** BEGIN Text to read **

Speech

Trumka to Utility Workers Convention: We Power America

Las Vegas, Nevada

AFL-CIO President Richard Trumka delivered the following remarks at UWUA 31st Constitutional Convention:

Thank you, Brother Mike (Langford)! Your entire team here has done an incredible job. Brother Steve (VanSlooten), thank you for your decades of service. I wish you nothing but the best in whatever comes next. And, what can I say about Mike Langford? 

From your days as a utility worker at the Detroit Edison Company to your leadership of this great union, you have demonstrated the vision and solidarity needed to tackle some of the greatest challenges of our time. Whether it’s your passion for life-long learning, securing an energy future defined by good jobs, rebuilding our infrastructure, supporting our veterans or being a voice for every single utility worker, you did the labor movement and our entire nation proud. And, your friendship means the world to me. Congratulations on an outstanding career and a well-deserved retirement! 

To the amazing members of the UWUA, it an honor to be here with you today. Your convention theme and its focus on protecting our legacy and building our future could not be more timely. The resolution Brother Mike just presented is exactly where our labor movement needs to be. 

We will defend ourselves from attacks. And we will also go on offense to win new rights and break new ground. 

We will protect the jobs we have. And we will use our unmatched infrastructure and resources to create new jobs. Good jobs. Union jobs. 

We will support the members currently in our ranks. And we will make our case to a new generation of workers that are younger and more diverse, but just as hungry for a voice on the job. 

That’s how we build a 21st century labor movement. 

I got my start in the labor movement more than 50 years ago. And I’ve never been more excited than I am today. Union approval is at 62 percent, the highest in 16 years. 2018 was the biggest year for collective action in three decades. And MIT found that nearly half of non-union workers would vote to join a union today if given the chance. That’s more than 60 million people. Something is happening in America. Working people are rejecting an economy that leaves too many of us behind. 

I look around this room, and I remember why I’m in this fight. We turn bad jobs into good jobs. And, we turn good jobs into great jobs. We don’t do it for the money or the glory, the fame or the fortune. We do it because someone did it for us, and before that, someone did it for them. We do it because we’re called to. That’s who we are. We’re trade unionists. 

For 75 years, the UWUA has shown us how it’s done. You’ve provided utility workers with a pathway to the middle class and beyond. And, you’ve provided a pathway out of darkness for our communities. Literally. You got New York and New Jersey back online after Sandy. You helped rebuild Puerto Rico after Maria. Your Power for America Training Trust, a joint project of labor AND management, has given members the opportunity to learn and grow into the jobs of today and tomorrow. You’ve advocated forcefully for the modernization of our utility infrastructure which is good for our economy and our environment.

** END Text to read **
** BEGIN Data section **

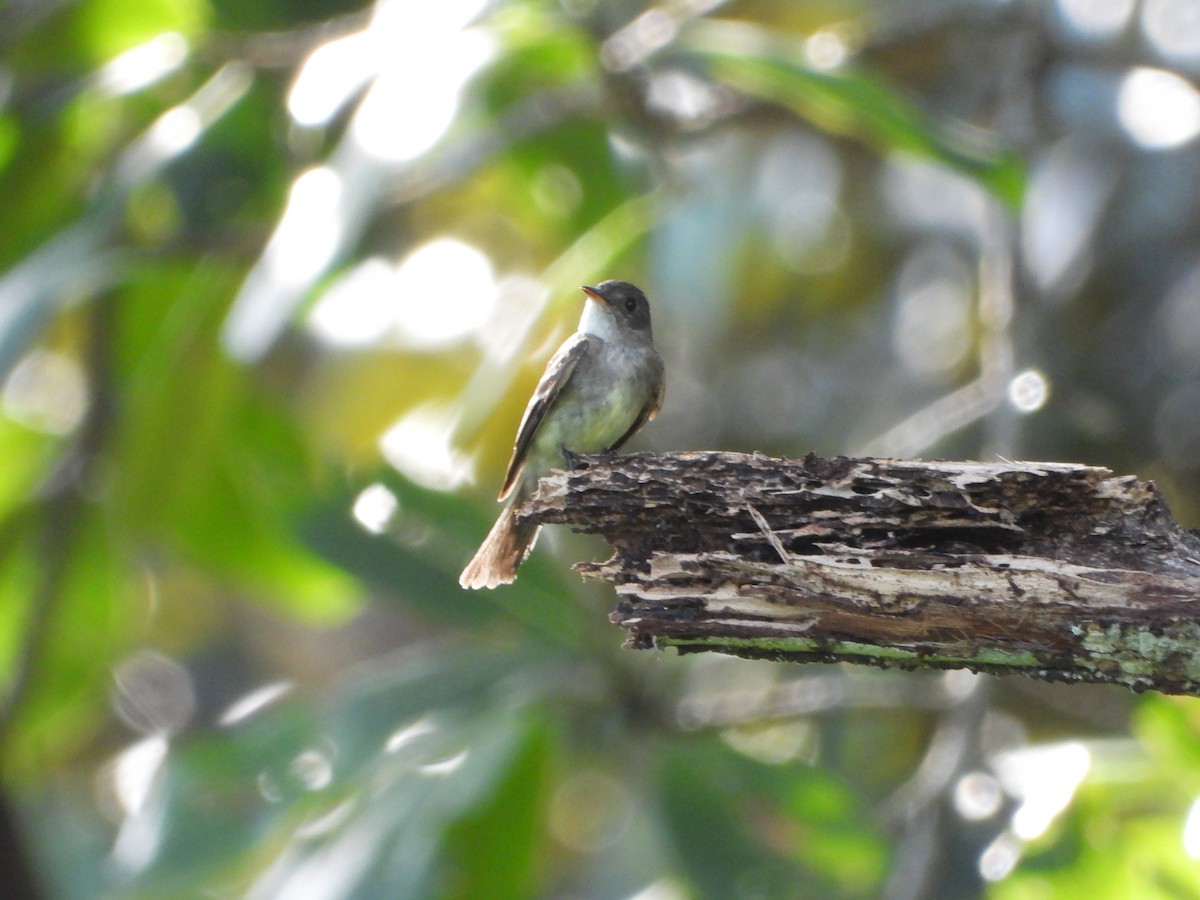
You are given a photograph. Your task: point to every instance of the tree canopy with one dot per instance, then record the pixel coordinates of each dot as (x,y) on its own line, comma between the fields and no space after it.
(276,281)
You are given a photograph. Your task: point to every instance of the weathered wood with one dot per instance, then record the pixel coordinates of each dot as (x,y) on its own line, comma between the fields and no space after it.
(1051,570)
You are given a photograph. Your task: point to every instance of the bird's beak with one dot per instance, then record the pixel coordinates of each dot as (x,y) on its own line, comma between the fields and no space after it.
(593,294)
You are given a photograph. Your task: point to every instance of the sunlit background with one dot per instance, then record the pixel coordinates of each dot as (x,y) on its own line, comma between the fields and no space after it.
(276,281)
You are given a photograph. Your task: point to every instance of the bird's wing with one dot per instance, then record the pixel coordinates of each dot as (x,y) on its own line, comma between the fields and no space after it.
(558,370)
(648,412)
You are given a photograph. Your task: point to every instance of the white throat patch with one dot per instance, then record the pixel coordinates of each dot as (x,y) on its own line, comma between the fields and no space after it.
(598,322)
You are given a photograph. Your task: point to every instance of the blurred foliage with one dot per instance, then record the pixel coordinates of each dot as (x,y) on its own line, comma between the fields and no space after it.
(275,285)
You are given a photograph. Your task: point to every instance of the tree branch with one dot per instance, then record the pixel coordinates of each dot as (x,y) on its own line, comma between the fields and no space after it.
(1050,570)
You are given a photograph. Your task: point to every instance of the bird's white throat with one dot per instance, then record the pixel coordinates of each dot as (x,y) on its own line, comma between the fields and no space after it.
(599,322)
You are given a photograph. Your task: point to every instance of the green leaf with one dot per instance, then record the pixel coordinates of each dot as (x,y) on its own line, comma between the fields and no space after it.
(491,851)
(856,103)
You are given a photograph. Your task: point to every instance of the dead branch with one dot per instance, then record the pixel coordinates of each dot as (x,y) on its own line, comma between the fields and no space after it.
(1056,571)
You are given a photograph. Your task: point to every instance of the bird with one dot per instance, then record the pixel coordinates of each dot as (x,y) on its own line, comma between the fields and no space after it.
(599,389)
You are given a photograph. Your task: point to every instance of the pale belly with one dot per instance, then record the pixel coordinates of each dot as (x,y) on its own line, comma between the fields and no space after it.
(589,423)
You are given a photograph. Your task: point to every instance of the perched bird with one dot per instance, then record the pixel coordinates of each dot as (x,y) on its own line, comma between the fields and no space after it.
(603,384)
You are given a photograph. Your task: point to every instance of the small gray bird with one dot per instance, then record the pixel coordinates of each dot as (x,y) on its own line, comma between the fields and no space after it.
(604,384)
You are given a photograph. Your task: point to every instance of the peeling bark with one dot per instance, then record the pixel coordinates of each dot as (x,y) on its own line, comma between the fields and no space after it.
(1056,571)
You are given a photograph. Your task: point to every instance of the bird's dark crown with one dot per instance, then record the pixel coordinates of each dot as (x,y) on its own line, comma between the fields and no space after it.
(627,301)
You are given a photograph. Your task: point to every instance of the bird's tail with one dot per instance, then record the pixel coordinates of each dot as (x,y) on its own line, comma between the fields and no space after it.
(503,550)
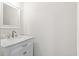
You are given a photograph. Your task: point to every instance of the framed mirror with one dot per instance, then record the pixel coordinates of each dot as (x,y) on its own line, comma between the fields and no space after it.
(11,14)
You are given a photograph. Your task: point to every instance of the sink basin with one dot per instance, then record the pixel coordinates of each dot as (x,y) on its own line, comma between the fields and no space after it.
(9,42)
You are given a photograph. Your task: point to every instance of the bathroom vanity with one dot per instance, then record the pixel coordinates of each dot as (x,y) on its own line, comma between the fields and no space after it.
(20,46)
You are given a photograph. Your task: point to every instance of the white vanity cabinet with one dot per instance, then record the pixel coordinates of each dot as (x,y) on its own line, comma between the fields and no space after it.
(1,13)
(24,48)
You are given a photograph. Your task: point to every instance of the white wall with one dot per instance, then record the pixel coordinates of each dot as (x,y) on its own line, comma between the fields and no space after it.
(78,28)
(54,27)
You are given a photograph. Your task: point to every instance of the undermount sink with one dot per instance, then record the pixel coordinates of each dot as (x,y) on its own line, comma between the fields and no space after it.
(12,41)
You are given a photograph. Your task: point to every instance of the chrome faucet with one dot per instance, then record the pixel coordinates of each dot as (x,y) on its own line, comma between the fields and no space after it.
(13,34)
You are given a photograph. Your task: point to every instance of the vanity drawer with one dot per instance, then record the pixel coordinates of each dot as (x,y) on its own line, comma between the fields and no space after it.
(19,49)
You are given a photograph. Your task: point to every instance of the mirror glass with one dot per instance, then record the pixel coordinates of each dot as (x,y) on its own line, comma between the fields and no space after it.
(11,15)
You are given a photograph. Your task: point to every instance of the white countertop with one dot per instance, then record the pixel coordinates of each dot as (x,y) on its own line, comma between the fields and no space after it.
(8,42)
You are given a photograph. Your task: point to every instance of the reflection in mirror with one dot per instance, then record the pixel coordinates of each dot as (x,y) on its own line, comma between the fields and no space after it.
(11,15)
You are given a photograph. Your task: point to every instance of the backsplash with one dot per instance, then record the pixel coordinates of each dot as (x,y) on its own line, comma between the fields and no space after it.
(5,32)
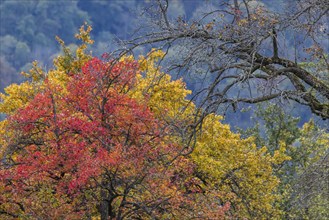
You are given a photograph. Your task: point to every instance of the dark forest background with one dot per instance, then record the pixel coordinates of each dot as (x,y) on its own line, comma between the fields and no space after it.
(28,29)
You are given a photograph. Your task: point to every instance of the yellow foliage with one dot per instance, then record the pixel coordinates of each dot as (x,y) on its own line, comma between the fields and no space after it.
(238,169)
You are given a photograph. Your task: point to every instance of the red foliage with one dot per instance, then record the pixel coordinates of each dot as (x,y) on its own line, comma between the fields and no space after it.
(94,144)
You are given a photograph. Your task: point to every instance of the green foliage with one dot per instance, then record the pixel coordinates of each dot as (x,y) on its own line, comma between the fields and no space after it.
(303,178)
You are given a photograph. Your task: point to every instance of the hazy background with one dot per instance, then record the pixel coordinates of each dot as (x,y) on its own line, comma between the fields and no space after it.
(28,29)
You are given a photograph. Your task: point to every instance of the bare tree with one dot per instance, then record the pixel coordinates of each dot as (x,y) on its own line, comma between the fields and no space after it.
(249,52)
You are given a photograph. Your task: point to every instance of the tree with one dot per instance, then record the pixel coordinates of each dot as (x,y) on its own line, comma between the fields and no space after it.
(241,45)
(303,178)
(78,145)
(111,138)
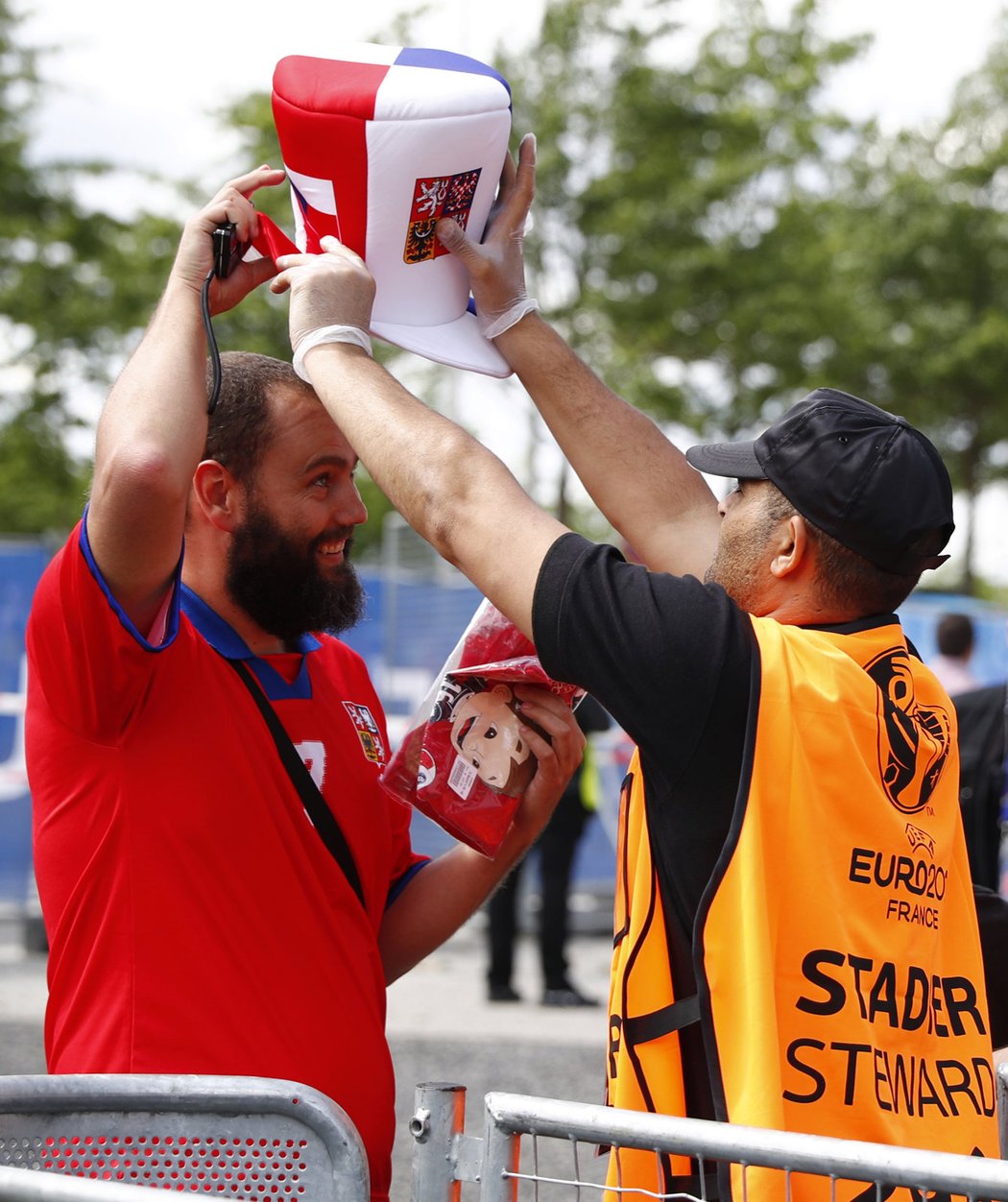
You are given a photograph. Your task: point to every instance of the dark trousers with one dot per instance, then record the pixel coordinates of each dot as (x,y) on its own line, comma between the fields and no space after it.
(554,852)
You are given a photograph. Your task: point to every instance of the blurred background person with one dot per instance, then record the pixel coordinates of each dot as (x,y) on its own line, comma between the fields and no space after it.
(955,636)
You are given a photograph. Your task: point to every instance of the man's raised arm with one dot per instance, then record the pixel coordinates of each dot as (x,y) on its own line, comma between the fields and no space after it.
(635,475)
(153,428)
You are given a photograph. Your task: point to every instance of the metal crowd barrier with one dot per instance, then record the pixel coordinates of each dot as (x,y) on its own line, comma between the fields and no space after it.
(233,1138)
(540,1148)
(19,1187)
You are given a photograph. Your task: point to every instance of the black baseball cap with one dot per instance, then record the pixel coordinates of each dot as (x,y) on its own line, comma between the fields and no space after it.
(864,476)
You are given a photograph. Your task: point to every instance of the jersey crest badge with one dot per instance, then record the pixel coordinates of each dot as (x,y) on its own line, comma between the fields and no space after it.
(449,196)
(367,731)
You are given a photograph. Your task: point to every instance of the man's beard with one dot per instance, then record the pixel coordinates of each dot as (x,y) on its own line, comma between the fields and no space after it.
(740,565)
(276,581)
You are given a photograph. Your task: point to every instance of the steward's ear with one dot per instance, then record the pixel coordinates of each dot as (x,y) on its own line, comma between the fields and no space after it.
(792,547)
(218,494)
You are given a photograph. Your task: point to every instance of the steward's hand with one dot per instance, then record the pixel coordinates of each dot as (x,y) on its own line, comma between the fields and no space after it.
(496,266)
(195,256)
(558,757)
(332,289)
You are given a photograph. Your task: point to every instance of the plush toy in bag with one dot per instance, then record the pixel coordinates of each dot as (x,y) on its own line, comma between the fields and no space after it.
(464,761)
(378,143)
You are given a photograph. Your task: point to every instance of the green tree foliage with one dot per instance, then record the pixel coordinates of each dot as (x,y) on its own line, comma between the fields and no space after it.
(71,285)
(717,242)
(692,177)
(927,224)
(708,234)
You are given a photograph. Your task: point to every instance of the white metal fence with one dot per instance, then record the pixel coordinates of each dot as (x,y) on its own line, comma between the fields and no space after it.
(545,1150)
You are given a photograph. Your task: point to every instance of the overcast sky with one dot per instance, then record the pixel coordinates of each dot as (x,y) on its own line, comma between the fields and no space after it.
(136,84)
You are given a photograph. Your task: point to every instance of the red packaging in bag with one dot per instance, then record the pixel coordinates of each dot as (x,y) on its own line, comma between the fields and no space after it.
(463,761)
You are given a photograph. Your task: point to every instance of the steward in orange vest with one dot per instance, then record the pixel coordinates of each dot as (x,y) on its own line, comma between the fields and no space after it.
(840,982)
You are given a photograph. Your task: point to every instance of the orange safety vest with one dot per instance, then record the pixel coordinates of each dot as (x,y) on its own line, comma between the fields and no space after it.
(836,952)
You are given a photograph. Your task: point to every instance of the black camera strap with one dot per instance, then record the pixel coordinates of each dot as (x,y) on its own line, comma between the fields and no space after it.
(323,817)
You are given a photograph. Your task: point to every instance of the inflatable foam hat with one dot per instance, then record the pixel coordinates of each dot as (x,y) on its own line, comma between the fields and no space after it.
(378,144)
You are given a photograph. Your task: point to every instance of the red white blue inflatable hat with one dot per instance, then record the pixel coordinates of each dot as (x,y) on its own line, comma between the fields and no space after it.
(378,143)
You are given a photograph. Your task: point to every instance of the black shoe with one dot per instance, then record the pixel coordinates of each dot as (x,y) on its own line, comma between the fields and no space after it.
(567,997)
(502,993)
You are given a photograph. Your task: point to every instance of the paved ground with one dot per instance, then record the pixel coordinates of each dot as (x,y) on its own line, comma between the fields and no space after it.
(440,1026)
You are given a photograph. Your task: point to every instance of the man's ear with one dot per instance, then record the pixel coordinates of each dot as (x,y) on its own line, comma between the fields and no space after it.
(219,495)
(792,547)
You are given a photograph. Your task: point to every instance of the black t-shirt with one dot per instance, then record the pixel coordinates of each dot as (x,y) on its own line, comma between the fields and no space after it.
(670,660)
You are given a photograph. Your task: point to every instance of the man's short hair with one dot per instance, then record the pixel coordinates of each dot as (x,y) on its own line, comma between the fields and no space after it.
(955,635)
(240,425)
(846,580)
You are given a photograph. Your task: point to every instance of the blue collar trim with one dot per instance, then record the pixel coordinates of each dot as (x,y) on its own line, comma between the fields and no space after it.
(228,643)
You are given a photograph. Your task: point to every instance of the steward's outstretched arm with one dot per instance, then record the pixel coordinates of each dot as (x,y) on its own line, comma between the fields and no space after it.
(636,476)
(454,492)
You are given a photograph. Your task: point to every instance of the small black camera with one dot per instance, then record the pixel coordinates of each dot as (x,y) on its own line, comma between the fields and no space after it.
(228,252)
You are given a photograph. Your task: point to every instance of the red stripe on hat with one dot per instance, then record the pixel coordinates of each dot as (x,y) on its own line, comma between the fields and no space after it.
(321,109)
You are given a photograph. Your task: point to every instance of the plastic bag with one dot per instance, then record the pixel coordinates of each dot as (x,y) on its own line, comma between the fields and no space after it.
(463,762)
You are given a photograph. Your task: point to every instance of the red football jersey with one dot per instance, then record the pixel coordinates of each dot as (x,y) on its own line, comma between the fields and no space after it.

** END Data section **

Tasks to perform:
**1)** In the Trumka speech, what union approval figure is given?
**2)** Please extend the Trumka speech from the point where it stops.

Per-task outputs:
**1)** 62 percent, the highest in 16 years.

**2)**
And I know Brother Mike is especially proud of this one: Your Utility Workers Military Assistance Program has successfully trained more than 700 veterans for jobs in the industry. This includes a combat veteran and single mother of two in Chicago who was living in her car with little hope, and because of UMAP, she now has a job, her children have bright futures and she is serving as a mentor to new veterans in the program. 

This is the America we can...and must...win for all of us. Teachers and nurses, linemen and hotel workers, public and private, rural and urban, men and women, black and white, gay and straight, immigrant and native-born.

Brothers and sisters, are you with me? 

In the richest country in the world...at our richest point in history...every worker should be paid enough to support their family. One job should be enough! 

No one should ever go broke just because they get sick.

No one should ever be paid less because of their gender. 

No one should ever be fired for who they are. 

No one should ever die on the job!

Everyone should have a voice. 

Everyone should have a fair shot and a fair shake. 

And everyone should be able to form a union. 

This is our time. This is our moment. This is our country. And we’re taking it back for the people who work! 

One way we’re going to win a brighter future is by shaping the debate on energy. You know this because UWUA has been at the forefront, leading those tough discussions with environmental groups, putting a union stamp on the fight against climate change, showing that we can protect the environment AND create good-paying union jobs. It’s not an either-or. It’s a yes-and.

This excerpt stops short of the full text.